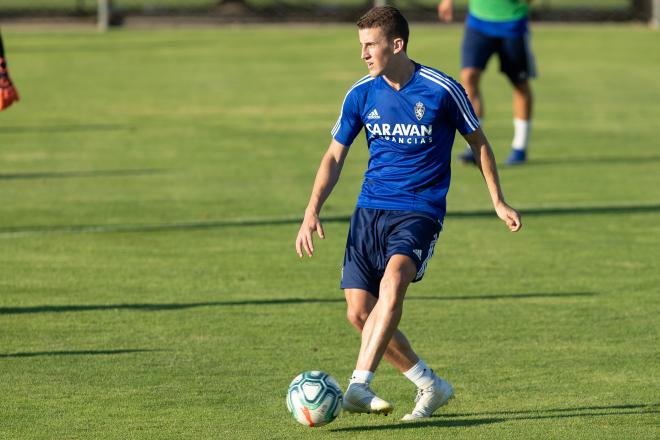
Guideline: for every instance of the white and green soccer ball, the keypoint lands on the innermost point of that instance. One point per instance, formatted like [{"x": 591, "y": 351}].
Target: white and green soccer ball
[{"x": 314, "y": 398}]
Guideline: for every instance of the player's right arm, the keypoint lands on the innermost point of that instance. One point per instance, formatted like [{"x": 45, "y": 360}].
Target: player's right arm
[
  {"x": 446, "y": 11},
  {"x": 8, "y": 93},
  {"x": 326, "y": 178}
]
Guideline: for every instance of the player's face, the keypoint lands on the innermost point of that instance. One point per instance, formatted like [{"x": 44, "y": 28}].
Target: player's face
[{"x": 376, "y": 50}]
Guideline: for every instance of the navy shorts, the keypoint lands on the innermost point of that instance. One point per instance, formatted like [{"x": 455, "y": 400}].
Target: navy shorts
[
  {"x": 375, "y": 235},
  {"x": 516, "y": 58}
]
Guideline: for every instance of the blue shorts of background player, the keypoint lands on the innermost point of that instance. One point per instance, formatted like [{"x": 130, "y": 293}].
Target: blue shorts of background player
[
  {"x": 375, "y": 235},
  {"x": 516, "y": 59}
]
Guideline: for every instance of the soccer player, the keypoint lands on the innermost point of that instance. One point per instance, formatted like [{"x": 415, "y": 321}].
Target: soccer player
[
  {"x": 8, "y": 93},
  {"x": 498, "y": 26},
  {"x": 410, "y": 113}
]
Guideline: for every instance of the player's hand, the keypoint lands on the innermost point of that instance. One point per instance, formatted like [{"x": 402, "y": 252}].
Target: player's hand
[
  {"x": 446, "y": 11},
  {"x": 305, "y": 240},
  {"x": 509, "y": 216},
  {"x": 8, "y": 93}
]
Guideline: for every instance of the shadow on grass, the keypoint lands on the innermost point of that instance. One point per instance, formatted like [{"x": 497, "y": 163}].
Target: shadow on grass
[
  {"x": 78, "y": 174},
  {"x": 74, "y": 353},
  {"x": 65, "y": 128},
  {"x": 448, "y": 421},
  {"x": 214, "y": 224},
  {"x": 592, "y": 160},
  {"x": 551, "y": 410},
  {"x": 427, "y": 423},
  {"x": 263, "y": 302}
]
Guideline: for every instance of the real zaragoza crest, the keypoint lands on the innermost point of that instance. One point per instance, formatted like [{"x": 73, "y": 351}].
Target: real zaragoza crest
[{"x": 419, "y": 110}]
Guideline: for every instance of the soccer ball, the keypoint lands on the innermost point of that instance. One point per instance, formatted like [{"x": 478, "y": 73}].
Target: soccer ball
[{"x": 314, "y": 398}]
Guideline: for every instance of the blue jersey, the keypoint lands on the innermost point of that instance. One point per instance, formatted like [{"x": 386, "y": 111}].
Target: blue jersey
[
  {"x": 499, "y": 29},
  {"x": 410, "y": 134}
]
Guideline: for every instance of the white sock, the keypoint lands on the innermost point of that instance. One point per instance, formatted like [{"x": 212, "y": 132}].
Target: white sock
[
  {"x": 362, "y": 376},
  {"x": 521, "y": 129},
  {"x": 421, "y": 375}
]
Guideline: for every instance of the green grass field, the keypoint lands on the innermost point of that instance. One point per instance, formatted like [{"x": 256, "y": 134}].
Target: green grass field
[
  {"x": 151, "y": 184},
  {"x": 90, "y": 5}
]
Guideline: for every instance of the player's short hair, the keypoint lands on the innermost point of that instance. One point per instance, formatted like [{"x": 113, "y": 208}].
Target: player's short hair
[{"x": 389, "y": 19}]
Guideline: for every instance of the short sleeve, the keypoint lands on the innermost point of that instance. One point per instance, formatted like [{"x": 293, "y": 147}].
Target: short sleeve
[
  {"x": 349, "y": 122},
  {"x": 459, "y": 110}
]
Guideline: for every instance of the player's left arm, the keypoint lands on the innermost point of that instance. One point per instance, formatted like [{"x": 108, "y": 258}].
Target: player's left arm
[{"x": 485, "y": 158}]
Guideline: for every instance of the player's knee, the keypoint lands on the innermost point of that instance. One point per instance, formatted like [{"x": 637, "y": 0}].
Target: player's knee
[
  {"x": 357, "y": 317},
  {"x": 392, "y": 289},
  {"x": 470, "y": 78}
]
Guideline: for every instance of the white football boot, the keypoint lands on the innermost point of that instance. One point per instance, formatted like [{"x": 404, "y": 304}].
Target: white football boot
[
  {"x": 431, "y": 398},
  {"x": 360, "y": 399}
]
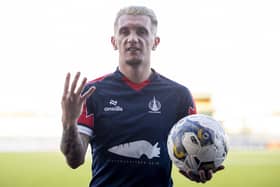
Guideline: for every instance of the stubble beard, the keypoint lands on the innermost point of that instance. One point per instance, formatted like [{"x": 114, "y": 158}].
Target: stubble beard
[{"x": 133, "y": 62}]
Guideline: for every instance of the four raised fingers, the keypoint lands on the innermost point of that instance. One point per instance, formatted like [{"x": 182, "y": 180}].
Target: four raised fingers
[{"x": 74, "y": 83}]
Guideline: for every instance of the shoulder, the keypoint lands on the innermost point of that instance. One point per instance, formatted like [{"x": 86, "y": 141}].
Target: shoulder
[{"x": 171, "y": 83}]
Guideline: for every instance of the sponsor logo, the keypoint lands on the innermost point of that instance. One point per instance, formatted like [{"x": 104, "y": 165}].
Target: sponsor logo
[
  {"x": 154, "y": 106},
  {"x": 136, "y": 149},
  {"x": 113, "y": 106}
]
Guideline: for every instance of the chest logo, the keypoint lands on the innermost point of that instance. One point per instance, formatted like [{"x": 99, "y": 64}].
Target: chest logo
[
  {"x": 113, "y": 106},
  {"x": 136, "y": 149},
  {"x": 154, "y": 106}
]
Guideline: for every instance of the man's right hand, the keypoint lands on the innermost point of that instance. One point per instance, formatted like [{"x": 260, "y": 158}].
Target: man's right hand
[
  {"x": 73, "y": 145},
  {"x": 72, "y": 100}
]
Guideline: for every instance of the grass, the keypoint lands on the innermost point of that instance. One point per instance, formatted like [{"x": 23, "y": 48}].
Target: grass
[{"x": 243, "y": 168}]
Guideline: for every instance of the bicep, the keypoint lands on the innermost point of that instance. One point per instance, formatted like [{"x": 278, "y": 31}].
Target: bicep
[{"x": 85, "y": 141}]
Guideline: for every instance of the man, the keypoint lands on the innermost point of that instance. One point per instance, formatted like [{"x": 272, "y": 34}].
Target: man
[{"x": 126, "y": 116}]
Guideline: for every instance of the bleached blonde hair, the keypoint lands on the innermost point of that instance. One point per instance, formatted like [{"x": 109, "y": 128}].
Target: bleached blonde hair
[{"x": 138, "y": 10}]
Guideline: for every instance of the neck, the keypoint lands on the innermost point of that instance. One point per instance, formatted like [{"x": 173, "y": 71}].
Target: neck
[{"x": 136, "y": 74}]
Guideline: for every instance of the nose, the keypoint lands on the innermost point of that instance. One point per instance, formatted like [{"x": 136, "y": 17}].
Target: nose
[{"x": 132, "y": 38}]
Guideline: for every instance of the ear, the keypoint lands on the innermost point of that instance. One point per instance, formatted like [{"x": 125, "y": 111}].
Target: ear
---
AIM
Please repeat all of the material above word for word, leaving the pictures out of your answer.

WRITTEN SOLUTION
Guideline: for every instance of the white and green soccer ball, the keypoint lands on the innermost point of that instance. One point per instance, formatted like [{"x": 591, "y": 351}].
Target: white and green soccer ball
[{"x": 314, "y": 398}]
Guideline: for every instance of the player's right arm, the keypoint lands on the innermost point of that instance. One point per instance, formatted like [{"x": 45, "y": 360}].
Target: player's right arm
[
  {"x": 446, "y": 11},
  {"x": 8, "y": 93},
  {"x": 326, "y": 178}
]
Guideline: for every instance of the player's face, the keypoint lands on the innermost point of that instance. One point per instance, formatted like [{"x": 44, "y": 28}].
Target: player's face
[{"x": 376, "y": 50}]
Guideline: for every instance of the navy shorts, the keypoint lands on the innermost point of that instance. One point per instance, formatted like [{"x": 455, "y": 400}].
Target: navy shorts
[
  {"x": 375, "y": 235},
  {"x": 516, "y": 58}
]
Guideline: for every instance of the blue shorts of background player, the keypoint lands on the innermost point of that instance. One point per instance, formatted like [{"x": 130, "y": 293}].
Target: blue shorts of background player
[
  {"x": 375, "y": 235},
  {"x": 516, "y": 59}
]
Guideline: for every instance of the soccer player, the keypoint lands on the innermost point of that instance. One point per instance, formatted like [{"x": 415, "y": 321}].
Target: soccer player
[
  {"x": 8, "y": 93},
  {"x": 498, "y": 26},
  {"x": 410, "y": 113}
]
Guideline: for every instance of the player's hand, the keypoint lands on the innermost point of that instance. One point per instance, formatted like [{"x": 402, "y": 252}].
Target: player's hand
[
  {"x": 446, "y": 11},
  {"x": 305, "y": 240},
  {"x": 509, "y": 216},
  {"x": 8, "y": 93}
]
Guideline: for every instance of the shadow on grass, the keypoint lands on the innermost point of that instance. One point per instance, formatted like [{"x": 497, "y": 163}].
Target: shadow on grass
[
  {"x": 78, "y": 174},
  {"x": 74, "y": 353},
  {"x": 65, "y": 128},
  {"x": 448, "y": 421},
  {"x": 214, "y": 224},
  {"x": 592, "y": 160},
  {"x": 551, "y": 410},
  {"x": 427, "y": 423},
  {"x": 263, "y": 302}
]
Guideline: for every instance of the real zaragoza crest, the keypoint lands on the innermost point of that instance. One point per instance, formatted like [{"x": 73, "y": 351}].
Target: real zaragoza crest
[{"x": 419, "y": 110}]
Guideline: for every instance of the soccer ball, the keypoint lands on the innermost point of that instance. One point per instance, formatted like [{"x": 478, "y": 73}].
Target: soccer ball
[{"x": 314, "y": 398}]
Guideline: for every instance of the blue jersey, the keypoint lands on the innermost point of that instance. One point per instance, formatted like [{"x": 386, "y": 111}].
Target: blue jersey
[
  {"x": 499, "y": 29},
  {"x": 410, "y": 134}
]
Guideline: for every instance of the white sock, the keypoint lands on the innermost point of that instance. One point per instance, formatted like [{"x": 212, "y": 132}].
Target: white sock
[
  {"x": 362, "y": 376},
  {"x": 521, "y": 129},
  {"x": 421, "y": 375}
]
Guideline: for every instance of the green grass field, the keypoint lands on the innermost point of that instance. One point per instance, formatted like [{"x": 256, "y": 134}].
Target: green grass field
[
  {"x": 151, "y": 184},
  {"x": 90, "y": 5}
]
Guideline: for every instance of the player's short hair, the keypoint lands on the innermost point of that instance. One point per instance, formatted like [{"x": 113, "y": 208}].
Target: player's short hair
[{"x": 389, "y": 19}]
Guideline: for every instance of the short sleeve, the keypoint lands on the innermost point of that instance. One point per instance, formatted like [{"x": 293, "y": 147}].
Target: short sleeve
[
  {"x": 349, "y": 122},
  {"x": 459, "y": 110}
]
Guideline: for every instance of the player's left arm, the keypoint lands on the innermost point of that instance. One point per instance, formatted like [{"x": 108, "y": 258}].
Target: player's left arm
[{"x": 485, "y": 158}]
Guideline: for every instance of the player's knee, the keypoint lands on the innermost point of that instance. One point per instance, formatted like [{"x": 637, "y": 0}].
Target: player's knee
[
  {"x": 357, "y": 317},
  {"x": 392, "y": 289},
  {"x": 470, "y": 78}
]
Guideline: for every instance of the white football boot, the keypoint lands on the innermost point of that instance. One point per instance, formatted like [{"x": 404, "y": 304}].
Target: white football boot
[
  {"x": 431, "y": 398},
  {"x": 360, "y": 399}
]
Guideline: for every instance of the stubble beard, the keypoint lands on the innermost point of that instance. One point per instance, formatted like [{"x": 114, "y": 158}].
Target: stubble beard
[{"x": 133, "y": 62}]
Guideline: for every instance of the four raised fingers, the keypoint lands on the innermost point of that instance. One point per instance, formatted like [{"x": 182, "y": 180}].
Target: four raised fingers
[{"x": 74, "y": 83}]
Guideline: for every instance of the shoulder, the keypoint lands on the innermost point of that instance. One point per instance, formatted like [{"x": 86, "y": 141}].
Target: shoulder
[{"x": 171, "y": 83}]
Guideline: for every instance of the sponsor logo, the keypoint lands on the innermost point of that instance. One point per instance, formatted like [{"x": 104, "y": 165}].
Target: sponsor logo
[
  {"x": 154, "y": 106},
  {"x": 136, "y": 149},
  {"x": 113, "y": 106}
]
Guideline: for every instance of the chest logo, the keypoint lands on the innermost point of that instance. One point per instance, formatted like [{"x": 99, "y": 64}].
Target: chest logo
[
  {"x": 113, "y": 106},
  {"x": 136, "y": 149},
  {"x": 154, "y": 106}
]
Guideline: for every instance of the man's right hand, the keypoint lands on the innermost point of that instance. One point per instance, formatted like [{"x": 260, "y": 158}].
Target: man's right hand
[
  {"x": 73, "y": 145},
  {"x": 72, "y": 100}
]
Guideline: for every instance of the grass, the keypoint lands on the innermost point of that instance. One point per instance, formatted like [{"x": 23, "y": 48}].
Target: grass
[{"x": 243, "y": 168}]
Guideline: for every instance of the bicep, the keypoint lands on the innermost point of that instance. One point per instance, formatted like [{"x": 278, "y": 31}].
Target: bicep
[{"x": 85, "y": 141}]
Guideline: for every instance of the man, the keypoint lands on the innermost point of that instance. One point per instance, formatted like [{"x": 272, "y": 34}].
Target: man
[{"x": 126, "y": 116}]
Guideline: for every instance of the bleached blonde hair, the keypoint lands on the innermost point of that instance. One point per instance, formatted like [{"x": 109, "y": 128}].
Target: bleached blonde hair
[{"x": 138, "y": 10}]
Guideline: for every instance of the neck, the keypoint lands on the innermost point of that instance. One point per instance, formatted like [{"x": 173, "y": 71}].
Target: neck
[{"x": 136, "y": 74}]
Guideline: for every instance of the nose, the keypoint lands on the innermost point of that instance. One point per instance, formatted like [{"x": 136, "y": 17}].
Target: nose
[{"x": 132, "y": 38}]
Guideline: for every instance of the ear, the keypoint lands on the innermost point of that instance. One point per instance, formatted like [{"x": 125, "y": 111}].
Target: ear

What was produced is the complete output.